Entries from a pointing dataset
★ ★ ★ ★ ★ ★ ★
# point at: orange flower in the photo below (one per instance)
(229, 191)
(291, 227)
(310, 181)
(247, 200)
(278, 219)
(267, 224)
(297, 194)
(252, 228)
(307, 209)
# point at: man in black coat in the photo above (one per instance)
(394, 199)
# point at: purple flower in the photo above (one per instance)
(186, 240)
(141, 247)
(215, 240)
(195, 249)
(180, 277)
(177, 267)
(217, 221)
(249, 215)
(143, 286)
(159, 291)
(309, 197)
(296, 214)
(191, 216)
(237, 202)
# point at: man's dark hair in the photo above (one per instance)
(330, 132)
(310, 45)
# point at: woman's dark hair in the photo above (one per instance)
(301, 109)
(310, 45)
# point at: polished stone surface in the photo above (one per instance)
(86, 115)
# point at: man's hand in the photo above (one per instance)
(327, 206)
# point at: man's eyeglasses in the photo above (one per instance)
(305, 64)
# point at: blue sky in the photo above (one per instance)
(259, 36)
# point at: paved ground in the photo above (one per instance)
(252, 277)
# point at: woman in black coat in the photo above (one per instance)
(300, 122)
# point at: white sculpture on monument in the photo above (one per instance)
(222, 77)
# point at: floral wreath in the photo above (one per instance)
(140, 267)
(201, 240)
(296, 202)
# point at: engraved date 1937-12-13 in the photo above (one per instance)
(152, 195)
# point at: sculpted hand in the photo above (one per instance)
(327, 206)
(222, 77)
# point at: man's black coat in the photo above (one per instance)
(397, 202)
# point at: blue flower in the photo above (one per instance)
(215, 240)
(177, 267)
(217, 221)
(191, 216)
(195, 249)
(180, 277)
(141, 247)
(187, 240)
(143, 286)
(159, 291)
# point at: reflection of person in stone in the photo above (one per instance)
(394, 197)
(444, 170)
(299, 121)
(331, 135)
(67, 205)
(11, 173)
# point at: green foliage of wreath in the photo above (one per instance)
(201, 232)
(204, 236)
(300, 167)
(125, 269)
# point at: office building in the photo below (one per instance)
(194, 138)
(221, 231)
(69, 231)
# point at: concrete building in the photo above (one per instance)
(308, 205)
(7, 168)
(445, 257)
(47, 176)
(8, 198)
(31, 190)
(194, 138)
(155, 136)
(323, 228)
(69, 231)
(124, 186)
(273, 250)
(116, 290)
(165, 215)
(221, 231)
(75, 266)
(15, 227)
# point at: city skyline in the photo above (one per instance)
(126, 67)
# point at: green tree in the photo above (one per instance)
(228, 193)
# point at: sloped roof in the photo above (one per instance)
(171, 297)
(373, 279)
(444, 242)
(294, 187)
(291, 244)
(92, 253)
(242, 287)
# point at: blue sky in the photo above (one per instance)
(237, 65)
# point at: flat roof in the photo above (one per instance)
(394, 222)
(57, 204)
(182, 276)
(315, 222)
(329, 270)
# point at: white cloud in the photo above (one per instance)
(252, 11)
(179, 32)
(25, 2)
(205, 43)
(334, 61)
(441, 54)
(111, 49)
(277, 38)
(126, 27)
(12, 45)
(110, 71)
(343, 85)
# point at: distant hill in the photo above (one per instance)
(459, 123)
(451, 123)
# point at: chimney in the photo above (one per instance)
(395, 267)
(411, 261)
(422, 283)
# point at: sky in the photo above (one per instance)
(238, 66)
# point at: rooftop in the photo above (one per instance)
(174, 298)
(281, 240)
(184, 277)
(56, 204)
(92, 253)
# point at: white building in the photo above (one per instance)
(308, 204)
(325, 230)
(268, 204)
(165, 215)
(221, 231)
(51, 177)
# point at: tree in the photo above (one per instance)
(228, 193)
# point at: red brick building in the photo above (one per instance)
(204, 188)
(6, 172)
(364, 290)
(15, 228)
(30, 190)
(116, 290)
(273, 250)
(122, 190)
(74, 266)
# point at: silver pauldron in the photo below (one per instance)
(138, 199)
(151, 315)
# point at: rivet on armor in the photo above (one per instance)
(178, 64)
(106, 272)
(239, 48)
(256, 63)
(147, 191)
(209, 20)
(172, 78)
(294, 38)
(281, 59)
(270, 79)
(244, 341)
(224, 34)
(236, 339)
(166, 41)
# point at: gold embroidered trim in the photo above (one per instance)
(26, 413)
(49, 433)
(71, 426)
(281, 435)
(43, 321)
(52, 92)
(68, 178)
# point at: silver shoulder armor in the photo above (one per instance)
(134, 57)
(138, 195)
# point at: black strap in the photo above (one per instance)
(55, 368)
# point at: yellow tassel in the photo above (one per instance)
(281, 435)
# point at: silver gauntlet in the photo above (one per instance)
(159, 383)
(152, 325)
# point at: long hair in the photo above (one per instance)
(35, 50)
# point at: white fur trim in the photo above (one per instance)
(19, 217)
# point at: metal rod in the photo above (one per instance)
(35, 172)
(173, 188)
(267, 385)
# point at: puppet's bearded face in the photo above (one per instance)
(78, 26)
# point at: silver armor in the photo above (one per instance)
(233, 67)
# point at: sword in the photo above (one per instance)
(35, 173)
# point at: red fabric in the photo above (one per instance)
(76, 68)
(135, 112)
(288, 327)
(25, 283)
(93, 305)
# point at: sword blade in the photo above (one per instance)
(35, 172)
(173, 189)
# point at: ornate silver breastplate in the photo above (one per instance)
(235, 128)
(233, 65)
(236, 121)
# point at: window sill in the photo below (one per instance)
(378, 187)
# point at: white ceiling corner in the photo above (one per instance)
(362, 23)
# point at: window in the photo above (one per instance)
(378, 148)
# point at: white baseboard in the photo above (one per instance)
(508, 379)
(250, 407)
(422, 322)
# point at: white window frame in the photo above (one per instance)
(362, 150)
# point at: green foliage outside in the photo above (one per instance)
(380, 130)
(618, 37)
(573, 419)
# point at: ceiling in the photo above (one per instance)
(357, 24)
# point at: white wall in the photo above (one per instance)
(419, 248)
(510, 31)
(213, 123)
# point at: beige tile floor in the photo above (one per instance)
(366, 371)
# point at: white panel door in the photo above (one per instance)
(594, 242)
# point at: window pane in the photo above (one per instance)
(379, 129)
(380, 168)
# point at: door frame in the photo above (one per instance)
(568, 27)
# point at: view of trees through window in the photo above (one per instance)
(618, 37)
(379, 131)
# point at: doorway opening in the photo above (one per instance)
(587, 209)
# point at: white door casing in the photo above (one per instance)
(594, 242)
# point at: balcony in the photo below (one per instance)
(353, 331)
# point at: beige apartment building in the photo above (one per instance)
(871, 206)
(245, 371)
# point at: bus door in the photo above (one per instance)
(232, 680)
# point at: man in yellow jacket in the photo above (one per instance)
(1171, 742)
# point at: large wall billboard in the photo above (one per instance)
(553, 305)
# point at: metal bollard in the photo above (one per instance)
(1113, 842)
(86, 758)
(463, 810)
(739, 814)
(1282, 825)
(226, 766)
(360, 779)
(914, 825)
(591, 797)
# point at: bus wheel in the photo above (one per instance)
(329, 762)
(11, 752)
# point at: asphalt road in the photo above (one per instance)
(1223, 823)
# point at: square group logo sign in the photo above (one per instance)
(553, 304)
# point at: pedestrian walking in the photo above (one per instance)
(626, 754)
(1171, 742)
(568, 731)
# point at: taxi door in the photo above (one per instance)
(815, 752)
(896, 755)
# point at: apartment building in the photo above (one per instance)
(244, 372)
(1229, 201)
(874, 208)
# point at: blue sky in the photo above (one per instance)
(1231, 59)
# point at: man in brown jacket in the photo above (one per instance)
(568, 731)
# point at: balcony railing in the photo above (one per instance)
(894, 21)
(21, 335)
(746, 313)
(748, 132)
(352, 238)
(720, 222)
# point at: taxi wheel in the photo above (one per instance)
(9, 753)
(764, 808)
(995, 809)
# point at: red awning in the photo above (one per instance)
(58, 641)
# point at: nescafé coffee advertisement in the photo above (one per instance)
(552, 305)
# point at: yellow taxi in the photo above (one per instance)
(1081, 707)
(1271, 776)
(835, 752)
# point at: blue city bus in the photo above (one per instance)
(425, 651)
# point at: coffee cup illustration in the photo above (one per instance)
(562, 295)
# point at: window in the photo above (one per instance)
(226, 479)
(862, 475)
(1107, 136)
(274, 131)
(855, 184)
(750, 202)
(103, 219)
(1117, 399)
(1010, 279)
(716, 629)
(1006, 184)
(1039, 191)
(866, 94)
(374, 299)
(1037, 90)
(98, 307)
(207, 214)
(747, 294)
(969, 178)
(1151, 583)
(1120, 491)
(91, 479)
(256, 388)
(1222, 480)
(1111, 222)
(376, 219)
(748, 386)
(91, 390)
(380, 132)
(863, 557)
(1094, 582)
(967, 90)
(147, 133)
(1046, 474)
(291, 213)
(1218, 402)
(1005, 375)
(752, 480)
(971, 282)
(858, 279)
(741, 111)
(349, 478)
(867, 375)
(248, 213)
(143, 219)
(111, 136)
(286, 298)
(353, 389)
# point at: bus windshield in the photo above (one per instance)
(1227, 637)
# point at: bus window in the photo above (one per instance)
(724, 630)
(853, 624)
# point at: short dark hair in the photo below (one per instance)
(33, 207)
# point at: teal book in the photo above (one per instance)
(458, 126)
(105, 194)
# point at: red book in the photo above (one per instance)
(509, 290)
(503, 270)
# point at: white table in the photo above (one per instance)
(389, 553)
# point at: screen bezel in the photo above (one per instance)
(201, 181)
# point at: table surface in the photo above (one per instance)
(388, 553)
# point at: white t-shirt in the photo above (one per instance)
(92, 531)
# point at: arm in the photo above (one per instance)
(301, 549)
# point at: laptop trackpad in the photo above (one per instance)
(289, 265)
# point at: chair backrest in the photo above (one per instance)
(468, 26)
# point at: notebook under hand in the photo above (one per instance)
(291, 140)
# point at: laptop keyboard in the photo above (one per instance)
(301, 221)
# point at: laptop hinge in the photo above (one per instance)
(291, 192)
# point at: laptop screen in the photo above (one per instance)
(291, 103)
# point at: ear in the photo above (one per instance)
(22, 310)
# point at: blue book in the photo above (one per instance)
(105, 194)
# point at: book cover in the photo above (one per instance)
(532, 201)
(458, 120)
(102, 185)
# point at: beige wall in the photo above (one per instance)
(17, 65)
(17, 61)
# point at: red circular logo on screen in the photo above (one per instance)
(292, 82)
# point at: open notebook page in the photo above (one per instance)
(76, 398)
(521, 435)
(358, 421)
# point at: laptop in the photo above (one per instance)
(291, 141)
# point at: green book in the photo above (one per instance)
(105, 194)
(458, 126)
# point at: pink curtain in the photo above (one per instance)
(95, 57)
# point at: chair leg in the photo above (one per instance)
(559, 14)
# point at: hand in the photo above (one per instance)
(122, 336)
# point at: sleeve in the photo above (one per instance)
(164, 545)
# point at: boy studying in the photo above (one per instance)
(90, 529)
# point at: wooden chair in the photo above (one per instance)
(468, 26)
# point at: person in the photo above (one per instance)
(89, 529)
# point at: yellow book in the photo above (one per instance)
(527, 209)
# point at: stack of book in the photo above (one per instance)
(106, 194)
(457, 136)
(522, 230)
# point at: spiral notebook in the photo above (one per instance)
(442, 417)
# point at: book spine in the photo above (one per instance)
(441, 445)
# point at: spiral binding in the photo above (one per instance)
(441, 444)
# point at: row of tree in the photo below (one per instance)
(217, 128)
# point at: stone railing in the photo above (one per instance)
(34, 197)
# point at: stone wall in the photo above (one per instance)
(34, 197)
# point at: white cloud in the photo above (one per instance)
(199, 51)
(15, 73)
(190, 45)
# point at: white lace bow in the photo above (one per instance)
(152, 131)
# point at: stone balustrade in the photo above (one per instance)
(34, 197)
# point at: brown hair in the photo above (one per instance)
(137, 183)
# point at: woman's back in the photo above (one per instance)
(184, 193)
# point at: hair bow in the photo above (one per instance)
★ ★ ★ ★ ★ ★ ★
Copy the records verbatim from the line containing "# point at: white lace" through the end of the records, including both the first and the last line.

### PROBLEM SOLUTION
# point at: white lace bow in the photo above (one per instance)
(152, 131)
# point at: stone balustrade in the photo above (one per instance)
(34, 197)
# point at: brown hair in the photo above (one per instance)
(137, 183)
# point at: woman's back in the photo above (one per instance)
(184, 193)
# point at: hair bow in the photo above (one per instance)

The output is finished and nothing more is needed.